## Selected extract
▬▬▬▬▬▬▬▬▬▬

Detect language from string in PHP
I've used the Text_LanguageDetect pear package with some reasonable results. It's dead simple to use, and it has a modest 52 language database. The downside is no detection of Eastern Asian languages.
require_once 'Text/LanguageDetect.php';
$l = new Text_LanguageDetect();
$result = $l->detect($text, 4);
if (PEAR::isError($result)) {
echo $result->getMessage();
} else {
print_r($result);
}
results in:
Array
(
[german] => 0.407037037037
[dutch] => 0.288065843621
[english] => 0.283333333333
[danish] => 0.234526748971
)
I know this is an old post, but here is what I developed after not finding any viable solution.
- other suggestions are all too heavy and too cumbersome for my situation
- I support a finite number of languages on my website (at the moment two: 'en' and 'de' - but solution is generalised for more).
- I need a plausible guess about the language of a user-generated string, and I have a fallback (the language setting of the user).
- So I want a solution with minimal false positives - but don't care so much about false negatives.

▬▬▬▬▬▬▬▬▬▬

## Stored data
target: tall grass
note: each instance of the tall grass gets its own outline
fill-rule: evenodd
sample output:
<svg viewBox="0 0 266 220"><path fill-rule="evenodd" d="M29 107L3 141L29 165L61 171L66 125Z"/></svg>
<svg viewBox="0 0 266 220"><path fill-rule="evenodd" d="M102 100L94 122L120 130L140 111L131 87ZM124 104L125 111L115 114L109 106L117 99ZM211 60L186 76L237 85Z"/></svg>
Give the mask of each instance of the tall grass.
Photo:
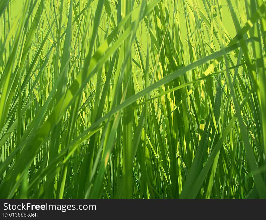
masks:
<svg viewBox="0 0 266 220"><path fill-rule="evenodd" d="M266 198L264 0L1 0L0 197Z"/></svg>

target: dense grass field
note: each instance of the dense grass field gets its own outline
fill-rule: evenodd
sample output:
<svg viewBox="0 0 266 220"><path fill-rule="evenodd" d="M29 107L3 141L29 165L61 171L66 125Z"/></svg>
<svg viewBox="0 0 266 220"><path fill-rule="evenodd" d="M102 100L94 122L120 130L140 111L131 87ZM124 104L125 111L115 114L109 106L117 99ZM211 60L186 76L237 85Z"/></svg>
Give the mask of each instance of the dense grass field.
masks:
<svg viewBox="0 0 266 220"><path fill-rule="evenodd" d="M0 0L0 198L266 198L264 0Z"/></svg>

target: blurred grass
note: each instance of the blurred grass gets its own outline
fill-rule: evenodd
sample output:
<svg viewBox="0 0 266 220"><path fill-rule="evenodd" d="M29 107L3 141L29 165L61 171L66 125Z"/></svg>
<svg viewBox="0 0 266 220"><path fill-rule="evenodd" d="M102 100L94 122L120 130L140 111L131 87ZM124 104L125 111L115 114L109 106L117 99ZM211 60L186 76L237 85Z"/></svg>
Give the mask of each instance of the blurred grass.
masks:
<svg viewBox="0 0 266 220"><path fill-rule="evenodd" d="M0 197L266 198L264 0L2 0Z"/></svg>

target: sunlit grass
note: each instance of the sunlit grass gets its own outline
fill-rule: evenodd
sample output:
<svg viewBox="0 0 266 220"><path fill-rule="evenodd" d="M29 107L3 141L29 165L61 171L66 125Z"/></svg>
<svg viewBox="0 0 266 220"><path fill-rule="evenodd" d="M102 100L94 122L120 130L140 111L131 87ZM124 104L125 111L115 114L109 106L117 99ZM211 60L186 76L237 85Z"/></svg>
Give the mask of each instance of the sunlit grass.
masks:
<svg viewBox="0 0 266 220"><path fill-rule="evenodd" d="M265 13L1 0L0 197L266 198Z"/></svg>

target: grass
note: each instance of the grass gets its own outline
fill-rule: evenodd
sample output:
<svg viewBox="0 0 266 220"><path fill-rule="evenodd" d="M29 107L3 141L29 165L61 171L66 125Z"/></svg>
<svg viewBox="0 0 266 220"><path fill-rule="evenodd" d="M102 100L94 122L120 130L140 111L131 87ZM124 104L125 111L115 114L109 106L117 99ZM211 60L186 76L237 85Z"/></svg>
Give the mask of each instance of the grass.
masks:
<svg viewBox="0 0 266 220"><path fill-rule="evenodd" d="M266 198L266 2L0 2L0 197Z"/></svg>

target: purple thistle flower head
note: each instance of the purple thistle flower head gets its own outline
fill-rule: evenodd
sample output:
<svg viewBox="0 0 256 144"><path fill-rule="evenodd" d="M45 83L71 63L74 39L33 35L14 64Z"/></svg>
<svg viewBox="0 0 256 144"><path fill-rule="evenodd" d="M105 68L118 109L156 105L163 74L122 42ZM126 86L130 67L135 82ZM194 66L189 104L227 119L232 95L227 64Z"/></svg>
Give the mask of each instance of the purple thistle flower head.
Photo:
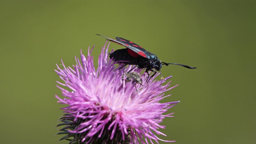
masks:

▬▬▬▬▬▬▬▬▬▬

## Task objective
Please continue the thread on detecting a string's language in PHP, beginning right after its final sentence.

## Reply to the task
The solution uses the 20 most common words in a language, counts the occurrences of those in the haystack. Then it just compares the counts of the first and second most counted languages. If the runner-up number is less than 10% of the winner, the winner takes it all.
Code - Any suggestions for speed improvement are more than welcome!
function getTextLanguage($text, $default) {
$supported_languages = array(
'en',
'de',
);
// German word list
// from http://wortschatz.uni-leipzig.de/Papers/top100de.txt
$wordList['de'] = array ('der', 'die', 'und', 'in', 'den', 'von',
'zu', 'das', 'mit', 'sich', 'des', 'auf', 'für', 'ist', 'im',
'dem', 'nicht', 'ein', 'Die', 'eine');
// English word list
// from http://en.wikipedia.org/wiki/Most_common_words_in_English
$wordList['en'] = array ('the', 'be', 'to', 'of', 'and', 'a', 'in',
'that', 'have', 'I', 'it', 'for', 'not', 'on', 'with', 'he',
'as', 'you', 'do', 'at');
// French word list
// from https://1000mostcommonwords.com/1000-most-common-french-words/
$wordList['fr'] = array ('comme', 'que', 'tait', 'pour', 'sur', 'sont', 'avec',
'tre', 'un', 'ce', 'par', 'mais', 'que', 'est',
'il', 'eu', 'la', 'et', 'dans', 'mot');
// Spanish word list
// from https://spanishforyourjob.com/commonwords/
$wordList['es'] = array ('que', 'no', 'a', 'la', 'el', 'es', 'y',
'en', 'lo', 'un', 'por', 'qu', 'si', 'una',
'los', 'con', 'para', 'est', 'eso', 'las');
// clean out the input string - note we don't have any non-ASCII
// characters in the word lists... change this if it is not the
// case in your language wordlists!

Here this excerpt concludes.